» **DATA SECTION**
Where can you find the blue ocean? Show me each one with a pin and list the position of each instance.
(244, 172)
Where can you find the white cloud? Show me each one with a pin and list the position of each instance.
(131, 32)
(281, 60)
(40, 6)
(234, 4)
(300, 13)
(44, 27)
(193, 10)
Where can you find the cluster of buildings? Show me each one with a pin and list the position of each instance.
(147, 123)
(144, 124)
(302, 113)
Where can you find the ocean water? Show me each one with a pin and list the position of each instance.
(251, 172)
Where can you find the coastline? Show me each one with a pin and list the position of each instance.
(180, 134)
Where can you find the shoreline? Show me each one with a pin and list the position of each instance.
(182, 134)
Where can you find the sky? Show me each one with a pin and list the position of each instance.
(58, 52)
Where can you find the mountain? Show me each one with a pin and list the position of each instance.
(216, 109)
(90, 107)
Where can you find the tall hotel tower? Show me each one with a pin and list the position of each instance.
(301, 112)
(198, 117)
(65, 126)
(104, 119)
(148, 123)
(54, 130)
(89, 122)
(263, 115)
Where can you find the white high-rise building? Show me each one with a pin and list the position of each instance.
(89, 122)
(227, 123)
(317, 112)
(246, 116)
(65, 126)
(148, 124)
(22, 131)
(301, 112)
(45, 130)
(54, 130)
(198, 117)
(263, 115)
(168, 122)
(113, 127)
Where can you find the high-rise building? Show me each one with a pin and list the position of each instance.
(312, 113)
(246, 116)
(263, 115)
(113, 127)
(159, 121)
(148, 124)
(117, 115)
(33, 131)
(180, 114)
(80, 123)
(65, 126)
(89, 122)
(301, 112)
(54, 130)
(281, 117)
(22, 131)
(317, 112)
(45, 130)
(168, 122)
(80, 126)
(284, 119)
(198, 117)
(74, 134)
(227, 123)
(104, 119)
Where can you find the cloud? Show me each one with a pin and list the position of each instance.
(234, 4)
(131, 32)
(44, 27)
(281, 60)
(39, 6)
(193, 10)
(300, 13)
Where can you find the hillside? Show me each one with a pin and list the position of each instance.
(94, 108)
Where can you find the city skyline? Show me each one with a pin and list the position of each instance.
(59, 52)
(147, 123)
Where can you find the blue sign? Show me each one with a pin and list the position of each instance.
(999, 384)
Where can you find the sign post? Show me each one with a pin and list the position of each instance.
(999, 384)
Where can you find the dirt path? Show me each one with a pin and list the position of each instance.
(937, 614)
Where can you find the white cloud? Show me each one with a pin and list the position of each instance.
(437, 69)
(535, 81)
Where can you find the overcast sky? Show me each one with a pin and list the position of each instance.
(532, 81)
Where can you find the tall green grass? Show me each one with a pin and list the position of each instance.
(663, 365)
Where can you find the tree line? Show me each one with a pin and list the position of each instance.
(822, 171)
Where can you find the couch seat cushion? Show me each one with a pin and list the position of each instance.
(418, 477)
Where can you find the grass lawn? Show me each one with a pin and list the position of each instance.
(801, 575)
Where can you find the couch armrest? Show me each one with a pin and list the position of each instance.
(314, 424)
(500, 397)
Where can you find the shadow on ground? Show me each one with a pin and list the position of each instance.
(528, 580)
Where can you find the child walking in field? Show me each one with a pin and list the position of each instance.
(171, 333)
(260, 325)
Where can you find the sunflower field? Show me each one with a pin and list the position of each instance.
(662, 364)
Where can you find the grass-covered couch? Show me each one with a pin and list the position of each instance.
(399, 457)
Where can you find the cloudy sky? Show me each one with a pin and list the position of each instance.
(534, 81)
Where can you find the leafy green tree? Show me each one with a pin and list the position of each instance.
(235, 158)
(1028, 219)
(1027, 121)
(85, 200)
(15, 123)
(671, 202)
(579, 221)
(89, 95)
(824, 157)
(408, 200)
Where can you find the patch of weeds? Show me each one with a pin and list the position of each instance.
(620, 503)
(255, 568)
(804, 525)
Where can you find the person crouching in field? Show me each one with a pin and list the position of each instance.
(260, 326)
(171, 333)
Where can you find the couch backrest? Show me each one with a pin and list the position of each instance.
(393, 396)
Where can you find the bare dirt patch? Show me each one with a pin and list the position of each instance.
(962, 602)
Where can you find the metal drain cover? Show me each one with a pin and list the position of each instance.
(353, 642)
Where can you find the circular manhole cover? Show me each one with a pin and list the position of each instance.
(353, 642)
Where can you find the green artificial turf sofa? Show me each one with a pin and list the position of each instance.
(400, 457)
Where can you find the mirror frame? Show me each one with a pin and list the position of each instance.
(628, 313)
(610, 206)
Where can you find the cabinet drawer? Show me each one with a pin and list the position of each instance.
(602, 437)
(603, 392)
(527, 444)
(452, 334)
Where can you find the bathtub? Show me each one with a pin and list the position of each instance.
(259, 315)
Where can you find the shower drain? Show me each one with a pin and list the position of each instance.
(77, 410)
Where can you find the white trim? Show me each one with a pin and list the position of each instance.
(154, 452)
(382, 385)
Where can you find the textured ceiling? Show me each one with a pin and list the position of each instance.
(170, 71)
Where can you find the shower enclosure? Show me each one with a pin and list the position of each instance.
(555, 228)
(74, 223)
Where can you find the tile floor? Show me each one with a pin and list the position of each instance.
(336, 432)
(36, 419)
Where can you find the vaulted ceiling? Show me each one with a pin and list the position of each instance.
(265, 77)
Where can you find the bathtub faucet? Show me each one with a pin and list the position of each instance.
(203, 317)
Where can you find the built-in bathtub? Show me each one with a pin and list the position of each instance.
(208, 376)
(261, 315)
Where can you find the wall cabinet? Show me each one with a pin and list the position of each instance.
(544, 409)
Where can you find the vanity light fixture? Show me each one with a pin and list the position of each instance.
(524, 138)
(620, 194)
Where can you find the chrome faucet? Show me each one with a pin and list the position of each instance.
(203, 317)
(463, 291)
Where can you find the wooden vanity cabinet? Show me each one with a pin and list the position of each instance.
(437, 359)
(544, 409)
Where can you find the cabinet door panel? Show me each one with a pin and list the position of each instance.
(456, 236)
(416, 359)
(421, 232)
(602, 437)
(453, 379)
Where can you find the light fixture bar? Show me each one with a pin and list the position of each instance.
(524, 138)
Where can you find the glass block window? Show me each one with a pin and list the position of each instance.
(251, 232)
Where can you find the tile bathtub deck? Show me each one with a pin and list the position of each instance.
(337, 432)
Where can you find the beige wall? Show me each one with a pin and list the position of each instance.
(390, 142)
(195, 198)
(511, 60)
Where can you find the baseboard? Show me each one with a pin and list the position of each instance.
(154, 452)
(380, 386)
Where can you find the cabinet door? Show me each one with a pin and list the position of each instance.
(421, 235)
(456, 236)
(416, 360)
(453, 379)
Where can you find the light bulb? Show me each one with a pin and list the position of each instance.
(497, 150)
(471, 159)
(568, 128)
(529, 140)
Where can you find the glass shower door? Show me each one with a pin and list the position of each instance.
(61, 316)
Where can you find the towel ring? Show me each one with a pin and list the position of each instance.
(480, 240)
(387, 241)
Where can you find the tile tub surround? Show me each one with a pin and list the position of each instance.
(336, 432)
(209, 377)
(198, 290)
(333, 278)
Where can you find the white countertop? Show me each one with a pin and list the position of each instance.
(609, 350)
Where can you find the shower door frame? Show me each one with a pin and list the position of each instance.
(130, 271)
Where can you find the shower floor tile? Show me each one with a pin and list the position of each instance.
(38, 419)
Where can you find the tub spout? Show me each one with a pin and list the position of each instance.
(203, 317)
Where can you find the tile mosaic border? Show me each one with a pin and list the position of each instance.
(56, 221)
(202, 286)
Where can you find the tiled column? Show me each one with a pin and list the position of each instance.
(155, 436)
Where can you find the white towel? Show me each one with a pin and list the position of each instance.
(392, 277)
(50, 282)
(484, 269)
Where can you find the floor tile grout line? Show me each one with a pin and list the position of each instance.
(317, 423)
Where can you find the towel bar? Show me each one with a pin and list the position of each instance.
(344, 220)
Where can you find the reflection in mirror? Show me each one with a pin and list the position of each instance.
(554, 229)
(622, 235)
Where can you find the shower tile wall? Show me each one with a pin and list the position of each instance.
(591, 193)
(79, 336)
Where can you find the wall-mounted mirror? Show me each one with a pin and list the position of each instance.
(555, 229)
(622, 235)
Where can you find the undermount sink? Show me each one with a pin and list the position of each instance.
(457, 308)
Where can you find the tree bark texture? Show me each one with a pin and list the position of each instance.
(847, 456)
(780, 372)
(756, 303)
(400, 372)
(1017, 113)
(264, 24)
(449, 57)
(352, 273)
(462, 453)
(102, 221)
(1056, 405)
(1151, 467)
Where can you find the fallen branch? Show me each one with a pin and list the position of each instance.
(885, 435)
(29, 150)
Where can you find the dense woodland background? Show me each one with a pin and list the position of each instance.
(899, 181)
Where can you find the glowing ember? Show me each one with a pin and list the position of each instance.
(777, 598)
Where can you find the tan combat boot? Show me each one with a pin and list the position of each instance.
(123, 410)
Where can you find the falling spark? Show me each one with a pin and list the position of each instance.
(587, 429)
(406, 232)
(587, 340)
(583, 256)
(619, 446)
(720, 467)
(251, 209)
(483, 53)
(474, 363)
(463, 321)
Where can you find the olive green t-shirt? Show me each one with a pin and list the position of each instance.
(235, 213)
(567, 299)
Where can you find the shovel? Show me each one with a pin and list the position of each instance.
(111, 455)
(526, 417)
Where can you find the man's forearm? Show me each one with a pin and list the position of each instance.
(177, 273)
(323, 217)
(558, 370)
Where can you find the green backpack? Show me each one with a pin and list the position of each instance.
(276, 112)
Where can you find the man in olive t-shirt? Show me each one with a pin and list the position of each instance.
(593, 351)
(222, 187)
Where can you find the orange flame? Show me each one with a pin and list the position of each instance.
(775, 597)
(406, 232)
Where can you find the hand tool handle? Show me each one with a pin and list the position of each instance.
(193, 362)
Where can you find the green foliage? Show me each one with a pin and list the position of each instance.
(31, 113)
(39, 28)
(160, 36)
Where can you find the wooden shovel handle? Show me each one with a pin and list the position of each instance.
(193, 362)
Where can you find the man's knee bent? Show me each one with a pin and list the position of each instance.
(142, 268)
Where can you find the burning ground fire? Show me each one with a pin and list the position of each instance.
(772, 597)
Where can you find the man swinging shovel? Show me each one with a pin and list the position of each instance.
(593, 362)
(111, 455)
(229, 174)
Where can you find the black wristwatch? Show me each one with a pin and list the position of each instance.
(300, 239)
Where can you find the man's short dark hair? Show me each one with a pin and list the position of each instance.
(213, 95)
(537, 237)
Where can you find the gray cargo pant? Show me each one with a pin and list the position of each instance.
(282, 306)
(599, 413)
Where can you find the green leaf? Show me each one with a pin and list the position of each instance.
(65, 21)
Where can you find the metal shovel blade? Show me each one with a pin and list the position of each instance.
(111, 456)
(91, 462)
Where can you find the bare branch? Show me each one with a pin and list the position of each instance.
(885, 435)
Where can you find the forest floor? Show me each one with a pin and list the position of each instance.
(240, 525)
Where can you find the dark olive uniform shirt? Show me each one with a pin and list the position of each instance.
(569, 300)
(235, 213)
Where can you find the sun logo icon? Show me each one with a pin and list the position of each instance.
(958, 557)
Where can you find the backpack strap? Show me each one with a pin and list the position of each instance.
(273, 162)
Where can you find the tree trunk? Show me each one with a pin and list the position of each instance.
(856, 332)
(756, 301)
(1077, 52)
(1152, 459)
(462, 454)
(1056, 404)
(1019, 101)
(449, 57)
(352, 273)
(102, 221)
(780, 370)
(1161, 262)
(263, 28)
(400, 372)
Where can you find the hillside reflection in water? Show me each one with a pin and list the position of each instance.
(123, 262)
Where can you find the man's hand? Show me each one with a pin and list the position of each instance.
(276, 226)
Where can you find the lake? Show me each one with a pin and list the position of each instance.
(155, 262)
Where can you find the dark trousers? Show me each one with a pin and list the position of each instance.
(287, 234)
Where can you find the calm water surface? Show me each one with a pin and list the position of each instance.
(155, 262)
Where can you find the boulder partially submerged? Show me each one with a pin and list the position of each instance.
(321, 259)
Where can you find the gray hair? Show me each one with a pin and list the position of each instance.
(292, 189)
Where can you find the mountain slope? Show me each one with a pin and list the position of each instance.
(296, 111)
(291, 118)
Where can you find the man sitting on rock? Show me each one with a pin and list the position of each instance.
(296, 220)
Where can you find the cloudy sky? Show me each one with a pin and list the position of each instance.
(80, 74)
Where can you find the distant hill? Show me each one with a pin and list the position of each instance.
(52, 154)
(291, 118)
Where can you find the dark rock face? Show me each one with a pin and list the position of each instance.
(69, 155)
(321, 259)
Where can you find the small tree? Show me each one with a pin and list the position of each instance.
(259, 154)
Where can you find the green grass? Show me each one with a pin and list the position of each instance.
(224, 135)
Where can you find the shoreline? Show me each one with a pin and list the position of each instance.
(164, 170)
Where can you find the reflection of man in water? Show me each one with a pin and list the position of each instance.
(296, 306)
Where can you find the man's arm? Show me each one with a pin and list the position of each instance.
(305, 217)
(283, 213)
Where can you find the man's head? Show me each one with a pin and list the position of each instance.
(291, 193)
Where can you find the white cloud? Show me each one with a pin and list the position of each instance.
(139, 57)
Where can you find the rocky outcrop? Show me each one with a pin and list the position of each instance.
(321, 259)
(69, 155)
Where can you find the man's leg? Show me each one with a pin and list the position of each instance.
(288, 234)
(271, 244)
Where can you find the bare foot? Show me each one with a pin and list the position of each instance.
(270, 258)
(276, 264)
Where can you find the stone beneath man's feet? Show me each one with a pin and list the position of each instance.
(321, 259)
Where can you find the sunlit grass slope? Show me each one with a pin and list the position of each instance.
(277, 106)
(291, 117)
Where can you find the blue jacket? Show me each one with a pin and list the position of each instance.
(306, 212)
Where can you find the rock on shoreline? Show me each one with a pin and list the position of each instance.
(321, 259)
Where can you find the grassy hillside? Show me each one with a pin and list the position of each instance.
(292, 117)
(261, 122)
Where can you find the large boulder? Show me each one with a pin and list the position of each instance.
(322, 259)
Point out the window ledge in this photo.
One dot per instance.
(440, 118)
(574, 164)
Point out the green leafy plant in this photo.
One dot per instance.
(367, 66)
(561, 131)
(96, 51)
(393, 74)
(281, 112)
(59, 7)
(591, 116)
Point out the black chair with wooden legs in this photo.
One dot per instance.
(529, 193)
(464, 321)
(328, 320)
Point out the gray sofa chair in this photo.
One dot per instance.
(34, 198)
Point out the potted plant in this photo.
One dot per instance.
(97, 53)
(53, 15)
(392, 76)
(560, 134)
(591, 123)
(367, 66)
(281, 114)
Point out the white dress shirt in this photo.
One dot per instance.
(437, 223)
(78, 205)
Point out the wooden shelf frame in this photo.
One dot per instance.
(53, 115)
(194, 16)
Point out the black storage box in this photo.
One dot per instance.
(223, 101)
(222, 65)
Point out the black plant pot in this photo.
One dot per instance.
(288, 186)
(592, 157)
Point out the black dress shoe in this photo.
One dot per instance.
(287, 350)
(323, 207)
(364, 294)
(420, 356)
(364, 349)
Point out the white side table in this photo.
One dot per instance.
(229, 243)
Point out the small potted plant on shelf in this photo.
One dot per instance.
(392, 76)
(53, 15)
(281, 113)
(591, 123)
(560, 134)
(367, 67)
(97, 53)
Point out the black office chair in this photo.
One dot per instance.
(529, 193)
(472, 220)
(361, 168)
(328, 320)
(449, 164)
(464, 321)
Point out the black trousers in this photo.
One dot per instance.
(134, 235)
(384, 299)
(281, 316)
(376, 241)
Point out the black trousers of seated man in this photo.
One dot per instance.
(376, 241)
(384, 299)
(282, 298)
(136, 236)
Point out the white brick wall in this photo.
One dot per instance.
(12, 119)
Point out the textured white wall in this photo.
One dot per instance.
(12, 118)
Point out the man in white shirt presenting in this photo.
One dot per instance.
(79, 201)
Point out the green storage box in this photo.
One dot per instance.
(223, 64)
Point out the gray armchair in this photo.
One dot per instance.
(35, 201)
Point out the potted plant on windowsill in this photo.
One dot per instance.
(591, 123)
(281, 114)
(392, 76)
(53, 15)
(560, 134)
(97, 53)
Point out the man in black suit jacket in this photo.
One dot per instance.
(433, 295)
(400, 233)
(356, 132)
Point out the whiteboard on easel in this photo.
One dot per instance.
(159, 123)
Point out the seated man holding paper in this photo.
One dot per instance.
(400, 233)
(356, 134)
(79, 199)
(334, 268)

» **PROMPT**
The answer must be a single number: how many lines in the data contain the string "seated"?

» **PROBLEM SOLUTION**
2